*** Opening Supplied passage ***

Accordingly, attention should be paid to companies' operating profits. Jae-man Lee, a researcher at Hana Securities, advised, "Since July 2021, when the KOSPI's operating profit margin peaked, it has started to decline. Although sales have increased since then, sectors that experienced a decline in operating profit margins due to rising costs should be closely watched."
Hana Securities specifically analyzed that sectors expected to show improved operating profit margins in the third quarter compared to the second quarter of this year, and those that historically had a high probability of rising stock prices with improved operating profit margins, should be focused on. These stocks are expected to have opportunities for price increases around the third-quarter earnings announcements. The sectors identified include Chemicals, IT Appliances, Non-ferrous Metals & Wood, Software, and Media & Education. Among these, Software (65.8%), Non-ferrous Metals & Wood (63.9%), and Chemicals (60.8%) are expected to have a high probability of stock price increases.
There was also advice to focus on growth stocks. Since major countries' economic growth rates and corporate profit growth rates are expected to decline next year, growth stocks are anticipated to perform well. However, selective picking within growth stocks is necessary. Stock prices tend to rise when companies generate free cash flow based on their growth concepts.

*** Closing Supplied passage ***
*** Opening Study material ***

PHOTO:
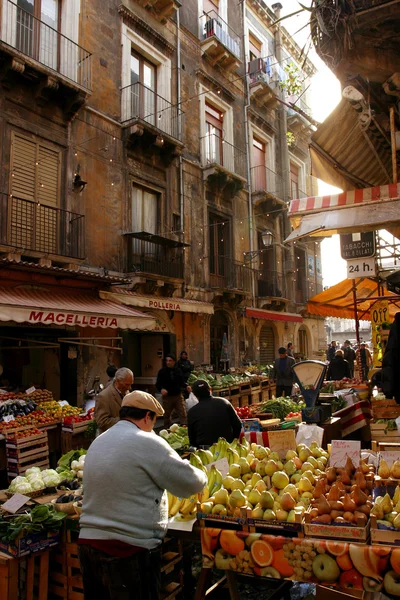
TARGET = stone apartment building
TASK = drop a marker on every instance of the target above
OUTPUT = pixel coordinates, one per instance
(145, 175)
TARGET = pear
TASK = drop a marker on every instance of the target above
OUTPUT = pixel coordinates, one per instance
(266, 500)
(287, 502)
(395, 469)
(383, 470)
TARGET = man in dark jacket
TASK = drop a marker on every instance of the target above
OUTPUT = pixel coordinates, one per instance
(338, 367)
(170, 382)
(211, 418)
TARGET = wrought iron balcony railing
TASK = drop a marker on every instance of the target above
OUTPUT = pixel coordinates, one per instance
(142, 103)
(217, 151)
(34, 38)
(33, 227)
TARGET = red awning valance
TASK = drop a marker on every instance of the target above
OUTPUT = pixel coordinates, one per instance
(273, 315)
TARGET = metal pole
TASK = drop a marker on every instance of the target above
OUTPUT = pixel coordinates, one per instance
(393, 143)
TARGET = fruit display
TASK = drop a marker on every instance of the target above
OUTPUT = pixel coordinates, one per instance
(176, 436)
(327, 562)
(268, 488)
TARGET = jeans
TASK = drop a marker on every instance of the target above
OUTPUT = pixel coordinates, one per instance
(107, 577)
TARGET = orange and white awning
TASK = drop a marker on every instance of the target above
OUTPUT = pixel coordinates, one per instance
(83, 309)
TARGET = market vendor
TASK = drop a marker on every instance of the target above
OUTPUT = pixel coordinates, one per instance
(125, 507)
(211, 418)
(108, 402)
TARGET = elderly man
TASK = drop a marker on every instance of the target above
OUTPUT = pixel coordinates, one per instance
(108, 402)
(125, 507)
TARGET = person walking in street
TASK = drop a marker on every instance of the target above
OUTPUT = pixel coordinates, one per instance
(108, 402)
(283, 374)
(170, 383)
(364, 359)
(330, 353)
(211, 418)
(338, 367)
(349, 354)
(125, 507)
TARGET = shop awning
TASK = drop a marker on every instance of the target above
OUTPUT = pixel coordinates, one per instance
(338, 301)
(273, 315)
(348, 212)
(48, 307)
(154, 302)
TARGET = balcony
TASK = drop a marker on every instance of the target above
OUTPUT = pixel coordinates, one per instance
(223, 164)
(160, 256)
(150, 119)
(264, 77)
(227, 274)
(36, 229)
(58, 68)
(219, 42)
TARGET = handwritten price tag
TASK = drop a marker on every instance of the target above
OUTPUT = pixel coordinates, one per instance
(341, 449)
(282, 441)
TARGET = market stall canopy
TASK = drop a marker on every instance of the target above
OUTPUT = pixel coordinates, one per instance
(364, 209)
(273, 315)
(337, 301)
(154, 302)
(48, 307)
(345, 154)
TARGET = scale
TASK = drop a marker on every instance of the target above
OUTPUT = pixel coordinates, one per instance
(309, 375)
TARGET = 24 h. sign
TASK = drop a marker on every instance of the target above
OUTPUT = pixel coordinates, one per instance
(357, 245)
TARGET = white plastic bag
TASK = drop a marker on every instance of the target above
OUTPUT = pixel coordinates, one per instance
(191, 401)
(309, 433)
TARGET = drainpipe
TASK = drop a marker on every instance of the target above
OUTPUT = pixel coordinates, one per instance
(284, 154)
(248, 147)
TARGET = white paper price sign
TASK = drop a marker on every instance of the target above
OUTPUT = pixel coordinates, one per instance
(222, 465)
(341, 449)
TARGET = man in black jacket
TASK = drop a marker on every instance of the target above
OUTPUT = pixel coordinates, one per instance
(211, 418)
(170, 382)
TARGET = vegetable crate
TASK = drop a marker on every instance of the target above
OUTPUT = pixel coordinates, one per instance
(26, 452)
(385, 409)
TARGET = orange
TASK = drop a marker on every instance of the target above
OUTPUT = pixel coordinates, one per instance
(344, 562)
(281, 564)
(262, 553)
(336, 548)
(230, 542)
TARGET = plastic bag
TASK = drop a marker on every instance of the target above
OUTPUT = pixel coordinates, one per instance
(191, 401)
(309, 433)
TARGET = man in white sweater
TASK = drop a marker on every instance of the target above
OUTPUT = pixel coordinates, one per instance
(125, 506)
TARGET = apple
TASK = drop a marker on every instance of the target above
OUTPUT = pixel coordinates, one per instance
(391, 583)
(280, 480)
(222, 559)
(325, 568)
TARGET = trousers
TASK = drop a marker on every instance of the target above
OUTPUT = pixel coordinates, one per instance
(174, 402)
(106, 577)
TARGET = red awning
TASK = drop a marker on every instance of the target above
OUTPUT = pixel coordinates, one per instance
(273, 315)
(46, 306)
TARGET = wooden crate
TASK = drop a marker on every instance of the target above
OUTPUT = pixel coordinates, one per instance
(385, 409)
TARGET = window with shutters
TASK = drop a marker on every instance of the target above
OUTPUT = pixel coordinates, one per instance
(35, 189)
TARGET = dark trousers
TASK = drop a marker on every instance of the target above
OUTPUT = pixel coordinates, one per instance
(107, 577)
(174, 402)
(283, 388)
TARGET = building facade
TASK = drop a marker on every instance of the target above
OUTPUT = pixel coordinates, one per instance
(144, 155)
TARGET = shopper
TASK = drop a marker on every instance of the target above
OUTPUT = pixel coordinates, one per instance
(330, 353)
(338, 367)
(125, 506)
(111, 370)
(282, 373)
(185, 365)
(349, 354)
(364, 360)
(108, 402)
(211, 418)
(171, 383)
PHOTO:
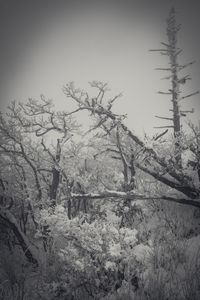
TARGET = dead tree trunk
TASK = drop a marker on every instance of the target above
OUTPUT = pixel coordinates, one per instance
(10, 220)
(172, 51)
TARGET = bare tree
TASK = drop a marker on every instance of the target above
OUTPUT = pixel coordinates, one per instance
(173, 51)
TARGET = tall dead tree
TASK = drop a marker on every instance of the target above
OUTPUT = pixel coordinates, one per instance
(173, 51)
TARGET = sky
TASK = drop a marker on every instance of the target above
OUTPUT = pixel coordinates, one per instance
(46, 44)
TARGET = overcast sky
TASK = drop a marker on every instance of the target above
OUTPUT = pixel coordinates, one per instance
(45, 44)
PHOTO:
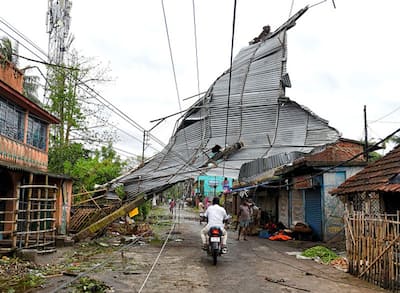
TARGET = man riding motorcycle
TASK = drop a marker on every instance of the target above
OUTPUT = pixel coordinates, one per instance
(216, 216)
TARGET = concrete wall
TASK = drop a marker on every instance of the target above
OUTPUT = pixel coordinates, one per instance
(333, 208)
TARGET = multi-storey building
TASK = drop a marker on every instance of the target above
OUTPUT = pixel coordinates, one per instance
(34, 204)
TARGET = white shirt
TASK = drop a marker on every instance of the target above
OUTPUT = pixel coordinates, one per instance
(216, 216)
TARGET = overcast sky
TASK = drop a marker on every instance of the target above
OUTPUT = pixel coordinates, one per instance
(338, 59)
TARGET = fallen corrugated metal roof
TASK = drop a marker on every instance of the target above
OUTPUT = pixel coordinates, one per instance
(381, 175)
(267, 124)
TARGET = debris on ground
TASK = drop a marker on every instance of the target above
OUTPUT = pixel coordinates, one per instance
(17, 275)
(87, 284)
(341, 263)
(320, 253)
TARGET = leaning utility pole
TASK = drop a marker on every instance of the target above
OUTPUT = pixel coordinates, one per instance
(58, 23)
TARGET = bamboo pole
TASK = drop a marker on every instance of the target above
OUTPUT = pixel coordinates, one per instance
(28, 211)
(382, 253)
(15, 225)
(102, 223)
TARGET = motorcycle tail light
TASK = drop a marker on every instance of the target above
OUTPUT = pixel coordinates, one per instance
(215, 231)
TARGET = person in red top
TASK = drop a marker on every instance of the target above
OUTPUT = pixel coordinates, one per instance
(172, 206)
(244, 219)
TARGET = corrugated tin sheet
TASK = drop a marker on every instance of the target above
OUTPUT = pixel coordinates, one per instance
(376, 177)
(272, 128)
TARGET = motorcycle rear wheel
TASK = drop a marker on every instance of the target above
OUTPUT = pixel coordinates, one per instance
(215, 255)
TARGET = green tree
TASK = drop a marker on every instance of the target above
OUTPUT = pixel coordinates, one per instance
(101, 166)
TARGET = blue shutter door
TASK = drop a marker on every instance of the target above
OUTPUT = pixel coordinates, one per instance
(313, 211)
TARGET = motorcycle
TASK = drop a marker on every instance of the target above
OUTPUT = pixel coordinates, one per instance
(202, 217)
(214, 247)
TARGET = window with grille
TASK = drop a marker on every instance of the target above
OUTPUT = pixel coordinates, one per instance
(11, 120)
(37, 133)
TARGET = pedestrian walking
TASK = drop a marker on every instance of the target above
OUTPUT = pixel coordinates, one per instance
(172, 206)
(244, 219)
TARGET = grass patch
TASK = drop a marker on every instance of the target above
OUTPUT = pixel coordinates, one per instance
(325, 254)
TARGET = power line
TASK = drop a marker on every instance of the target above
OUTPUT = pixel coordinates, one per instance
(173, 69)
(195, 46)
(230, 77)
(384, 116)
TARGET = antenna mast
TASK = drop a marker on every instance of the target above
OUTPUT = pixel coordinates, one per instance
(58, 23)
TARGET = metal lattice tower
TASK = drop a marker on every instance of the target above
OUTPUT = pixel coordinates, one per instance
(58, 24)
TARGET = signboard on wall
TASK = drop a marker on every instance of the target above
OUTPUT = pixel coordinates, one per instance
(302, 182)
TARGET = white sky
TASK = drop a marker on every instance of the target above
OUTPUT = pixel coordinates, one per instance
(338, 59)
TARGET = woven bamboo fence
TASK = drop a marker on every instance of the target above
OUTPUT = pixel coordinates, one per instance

*** Closing Study material ***

Work required: Copy out the entire passage on operating profit margins word for word. The rows are separate material and have no connection to the passage.

Response below:
Accordingly, attention should be paid to companies' operating profits. Jae-man Lee, a researcher at Hana Securities, advised, "Since July 2021, when the KOSPI's operating profit margin peaked, it has started to decline. Although sales have increased since then, sectors that experienced a decline in operating profit margins due to rising costs should be closely watched."
Hana Securities specifically analyzed that sectors expected to show improved operating profit margins in the third quarter compared to the second quarter of this year, and those that historically had a high probability of rising stock prices with improved operating profit margins, should be focused on. These stocks are expected to have opportunities for price increases around the third-quarter earnings announcements. The sectors identified include Chemicals, IT Appliances, Non-ferrous Metals & Wood, Software, and Media & Education. Among these, Software (65.8%), Non-ferrous Metals & Wood (63.9%), and Chemicals (60.8%) are expected to have a high probability of stock price increases.
There was also advice to focus on growth stocks. Since major countries' economic growth rates and corporate profit growth rates are expected to decline next year, growth stocks are anticipated to perform well. However, selective picking within growth stocks is necessary. Stock prices tend to rise when companies generate free cash flow based on their growth concepts.